----- Records shown

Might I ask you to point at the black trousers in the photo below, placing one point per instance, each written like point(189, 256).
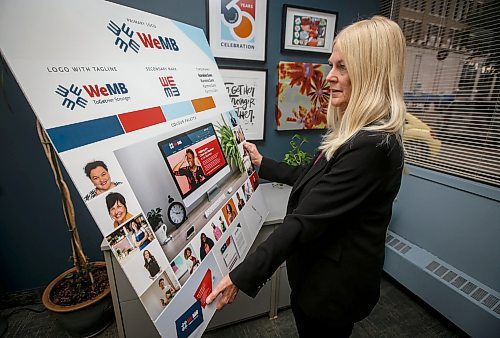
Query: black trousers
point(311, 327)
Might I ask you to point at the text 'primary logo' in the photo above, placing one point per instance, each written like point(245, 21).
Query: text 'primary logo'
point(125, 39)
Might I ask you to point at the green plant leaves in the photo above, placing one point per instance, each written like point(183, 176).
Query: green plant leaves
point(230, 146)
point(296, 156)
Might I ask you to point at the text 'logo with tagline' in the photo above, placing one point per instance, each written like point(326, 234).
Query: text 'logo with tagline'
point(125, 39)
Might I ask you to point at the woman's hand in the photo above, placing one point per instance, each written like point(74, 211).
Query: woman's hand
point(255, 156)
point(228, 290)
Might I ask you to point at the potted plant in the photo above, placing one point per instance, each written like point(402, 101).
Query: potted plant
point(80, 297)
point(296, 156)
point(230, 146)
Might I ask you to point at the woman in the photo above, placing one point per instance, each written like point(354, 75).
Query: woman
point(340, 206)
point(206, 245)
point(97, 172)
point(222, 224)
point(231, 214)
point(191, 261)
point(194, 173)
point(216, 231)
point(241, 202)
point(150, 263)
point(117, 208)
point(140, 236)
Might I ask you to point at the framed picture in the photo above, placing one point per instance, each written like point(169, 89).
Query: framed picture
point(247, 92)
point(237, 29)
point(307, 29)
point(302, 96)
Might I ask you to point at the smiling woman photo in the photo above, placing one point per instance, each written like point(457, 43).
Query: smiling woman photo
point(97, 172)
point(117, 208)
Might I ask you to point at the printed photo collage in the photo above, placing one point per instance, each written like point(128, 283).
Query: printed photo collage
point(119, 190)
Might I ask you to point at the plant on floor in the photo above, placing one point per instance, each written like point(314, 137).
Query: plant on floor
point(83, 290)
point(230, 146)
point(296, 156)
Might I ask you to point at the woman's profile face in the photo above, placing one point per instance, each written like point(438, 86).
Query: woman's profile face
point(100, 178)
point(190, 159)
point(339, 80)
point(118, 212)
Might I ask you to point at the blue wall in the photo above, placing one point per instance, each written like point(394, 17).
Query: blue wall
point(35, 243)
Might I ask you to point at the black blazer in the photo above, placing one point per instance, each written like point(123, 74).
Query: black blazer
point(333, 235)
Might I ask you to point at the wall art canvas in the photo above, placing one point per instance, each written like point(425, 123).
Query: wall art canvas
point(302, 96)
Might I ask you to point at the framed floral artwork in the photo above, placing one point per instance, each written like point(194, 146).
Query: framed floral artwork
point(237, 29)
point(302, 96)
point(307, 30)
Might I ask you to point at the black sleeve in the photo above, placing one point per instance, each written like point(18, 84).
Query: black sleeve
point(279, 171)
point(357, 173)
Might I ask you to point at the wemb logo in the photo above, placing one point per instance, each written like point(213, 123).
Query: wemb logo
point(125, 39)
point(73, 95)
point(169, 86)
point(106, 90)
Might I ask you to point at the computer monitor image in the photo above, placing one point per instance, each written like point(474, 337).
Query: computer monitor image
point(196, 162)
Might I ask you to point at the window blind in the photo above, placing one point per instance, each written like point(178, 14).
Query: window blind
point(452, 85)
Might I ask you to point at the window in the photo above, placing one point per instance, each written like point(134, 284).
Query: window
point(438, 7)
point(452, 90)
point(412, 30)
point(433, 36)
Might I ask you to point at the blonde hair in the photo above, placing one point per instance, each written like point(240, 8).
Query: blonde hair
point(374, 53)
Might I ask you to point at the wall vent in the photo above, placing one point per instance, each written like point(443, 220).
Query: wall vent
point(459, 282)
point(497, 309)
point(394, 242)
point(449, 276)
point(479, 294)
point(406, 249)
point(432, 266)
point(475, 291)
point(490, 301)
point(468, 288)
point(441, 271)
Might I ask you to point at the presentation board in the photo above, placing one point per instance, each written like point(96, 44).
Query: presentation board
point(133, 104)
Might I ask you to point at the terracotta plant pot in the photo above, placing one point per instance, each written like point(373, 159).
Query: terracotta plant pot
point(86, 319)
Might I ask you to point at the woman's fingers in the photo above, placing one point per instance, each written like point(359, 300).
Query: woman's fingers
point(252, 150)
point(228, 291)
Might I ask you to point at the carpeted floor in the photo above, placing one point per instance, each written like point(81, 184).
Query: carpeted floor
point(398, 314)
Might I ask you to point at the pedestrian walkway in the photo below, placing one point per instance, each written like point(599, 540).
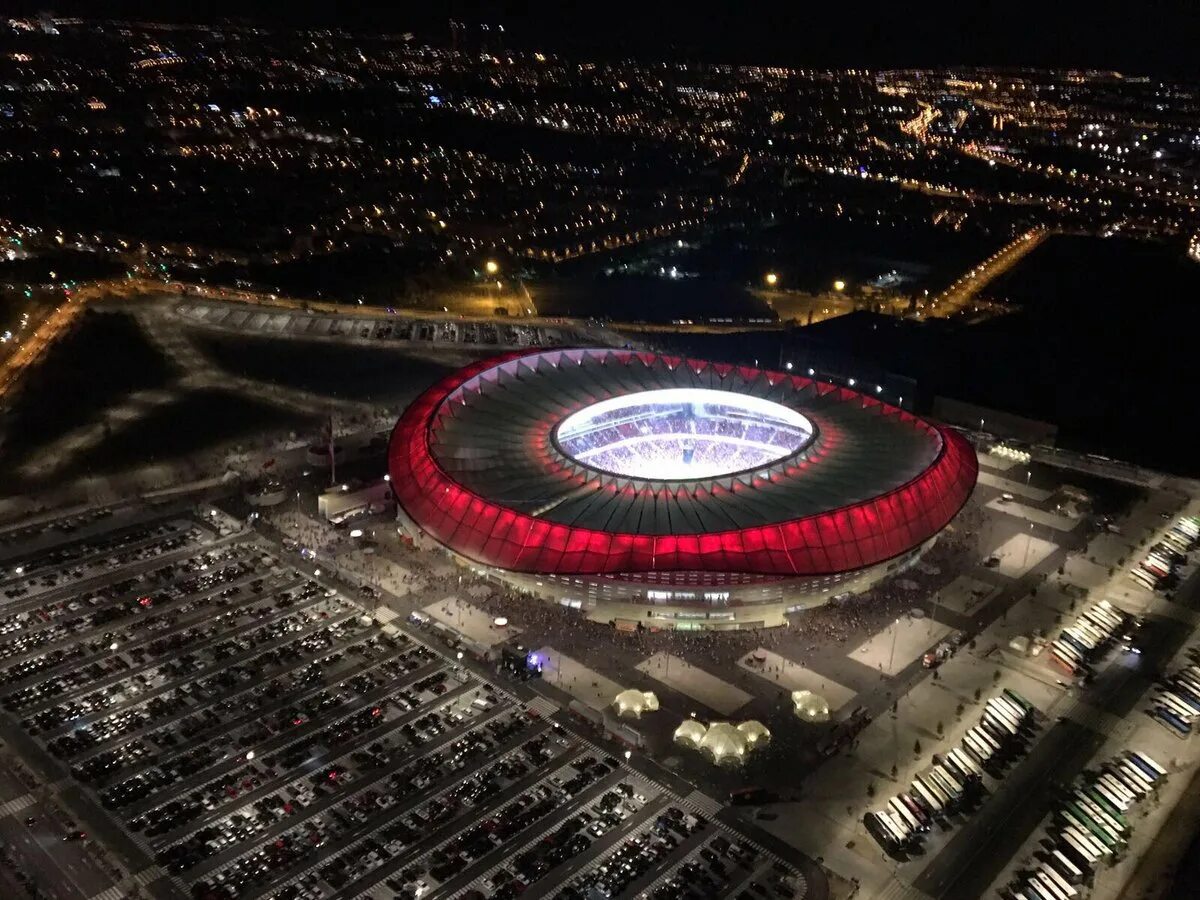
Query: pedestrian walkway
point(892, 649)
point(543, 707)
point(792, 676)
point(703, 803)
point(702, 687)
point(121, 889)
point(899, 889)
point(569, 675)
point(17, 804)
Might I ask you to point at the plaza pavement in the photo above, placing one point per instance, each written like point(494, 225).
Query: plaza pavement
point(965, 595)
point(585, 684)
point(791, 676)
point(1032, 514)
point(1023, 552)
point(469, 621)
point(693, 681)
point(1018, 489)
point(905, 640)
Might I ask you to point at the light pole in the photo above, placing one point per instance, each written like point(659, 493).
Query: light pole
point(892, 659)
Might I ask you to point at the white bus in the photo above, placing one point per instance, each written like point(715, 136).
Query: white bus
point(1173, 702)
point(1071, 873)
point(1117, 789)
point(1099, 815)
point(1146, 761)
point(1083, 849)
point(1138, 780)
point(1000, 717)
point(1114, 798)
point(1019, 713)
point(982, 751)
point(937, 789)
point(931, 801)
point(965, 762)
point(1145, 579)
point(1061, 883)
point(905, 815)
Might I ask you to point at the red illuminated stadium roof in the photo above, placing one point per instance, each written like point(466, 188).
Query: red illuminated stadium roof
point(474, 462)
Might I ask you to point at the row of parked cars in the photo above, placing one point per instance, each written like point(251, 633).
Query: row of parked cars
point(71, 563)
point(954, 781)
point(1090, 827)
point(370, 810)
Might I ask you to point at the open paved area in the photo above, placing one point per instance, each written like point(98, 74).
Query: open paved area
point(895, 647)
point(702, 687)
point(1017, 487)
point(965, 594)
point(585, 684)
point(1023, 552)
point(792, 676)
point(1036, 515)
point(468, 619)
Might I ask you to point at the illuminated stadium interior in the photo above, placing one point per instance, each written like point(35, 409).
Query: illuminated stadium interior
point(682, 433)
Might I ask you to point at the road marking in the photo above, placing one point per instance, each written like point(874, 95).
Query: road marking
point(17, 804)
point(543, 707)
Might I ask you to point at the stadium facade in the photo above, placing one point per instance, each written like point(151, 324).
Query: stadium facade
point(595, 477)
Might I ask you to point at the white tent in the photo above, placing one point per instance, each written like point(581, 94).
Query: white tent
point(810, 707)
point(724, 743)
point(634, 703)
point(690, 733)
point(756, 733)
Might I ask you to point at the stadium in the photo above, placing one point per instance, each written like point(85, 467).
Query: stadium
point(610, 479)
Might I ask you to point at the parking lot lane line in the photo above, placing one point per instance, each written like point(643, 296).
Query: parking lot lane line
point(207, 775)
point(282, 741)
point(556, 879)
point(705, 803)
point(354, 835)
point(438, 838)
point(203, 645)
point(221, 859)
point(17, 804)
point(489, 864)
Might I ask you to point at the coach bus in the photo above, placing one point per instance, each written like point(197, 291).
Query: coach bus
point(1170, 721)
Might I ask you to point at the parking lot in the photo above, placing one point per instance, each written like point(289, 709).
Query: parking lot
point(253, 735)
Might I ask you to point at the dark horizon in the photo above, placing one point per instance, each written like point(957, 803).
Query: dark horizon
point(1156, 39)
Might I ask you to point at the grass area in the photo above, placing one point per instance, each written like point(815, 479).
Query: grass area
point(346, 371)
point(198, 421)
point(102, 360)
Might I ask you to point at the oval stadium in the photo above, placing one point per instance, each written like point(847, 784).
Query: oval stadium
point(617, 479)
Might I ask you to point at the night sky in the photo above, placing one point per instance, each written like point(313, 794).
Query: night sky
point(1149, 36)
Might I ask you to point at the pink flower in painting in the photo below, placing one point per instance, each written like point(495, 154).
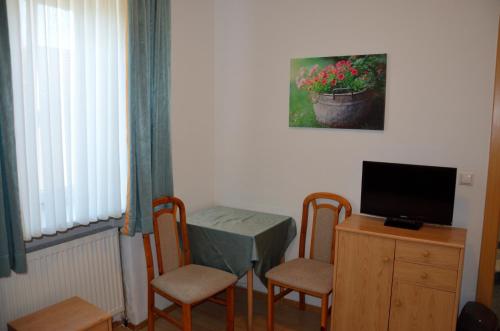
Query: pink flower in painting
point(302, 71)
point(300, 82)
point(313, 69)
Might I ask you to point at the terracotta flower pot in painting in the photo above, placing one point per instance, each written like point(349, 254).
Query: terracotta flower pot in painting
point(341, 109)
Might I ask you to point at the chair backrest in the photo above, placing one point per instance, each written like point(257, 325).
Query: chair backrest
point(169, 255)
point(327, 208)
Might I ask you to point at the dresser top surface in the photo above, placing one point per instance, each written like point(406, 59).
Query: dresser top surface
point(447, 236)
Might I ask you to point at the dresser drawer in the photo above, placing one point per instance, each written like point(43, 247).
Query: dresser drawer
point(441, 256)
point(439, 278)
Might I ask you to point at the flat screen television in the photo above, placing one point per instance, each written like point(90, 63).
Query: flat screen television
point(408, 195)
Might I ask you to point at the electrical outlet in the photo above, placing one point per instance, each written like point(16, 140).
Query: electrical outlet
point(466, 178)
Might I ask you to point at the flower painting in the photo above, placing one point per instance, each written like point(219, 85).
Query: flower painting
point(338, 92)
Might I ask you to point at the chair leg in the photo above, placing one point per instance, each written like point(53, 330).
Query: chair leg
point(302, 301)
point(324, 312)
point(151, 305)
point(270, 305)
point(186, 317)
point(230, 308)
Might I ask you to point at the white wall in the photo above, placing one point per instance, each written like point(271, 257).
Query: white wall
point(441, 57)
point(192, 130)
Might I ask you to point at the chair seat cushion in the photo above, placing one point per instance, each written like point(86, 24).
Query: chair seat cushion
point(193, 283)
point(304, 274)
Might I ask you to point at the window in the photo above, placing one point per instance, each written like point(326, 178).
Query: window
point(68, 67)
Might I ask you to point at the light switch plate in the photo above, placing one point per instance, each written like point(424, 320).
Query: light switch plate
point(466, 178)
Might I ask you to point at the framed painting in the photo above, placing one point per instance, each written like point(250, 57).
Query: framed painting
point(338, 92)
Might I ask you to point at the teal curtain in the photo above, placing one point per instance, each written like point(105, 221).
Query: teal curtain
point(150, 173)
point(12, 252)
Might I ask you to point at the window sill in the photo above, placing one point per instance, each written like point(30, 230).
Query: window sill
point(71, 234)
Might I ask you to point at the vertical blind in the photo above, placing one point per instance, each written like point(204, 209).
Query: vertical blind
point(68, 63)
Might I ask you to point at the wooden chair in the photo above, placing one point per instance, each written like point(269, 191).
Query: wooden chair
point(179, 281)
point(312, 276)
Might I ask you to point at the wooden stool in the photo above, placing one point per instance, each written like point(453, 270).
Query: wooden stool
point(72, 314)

----------

**What is expected:**
Copy the data from the line with "Might I ask you to point at the chair seat" up to and including the line with "point(304, 274)", swapping "cushion" for "pillow" and leaving everything else unchanged.

**Correct answer:**
Might I ask you to point at the chair seat pillow in the photo above, placing one point per instance, each written like point(86, 24).
Query: chair seat pillow
point(193, 283)
point(304, 274)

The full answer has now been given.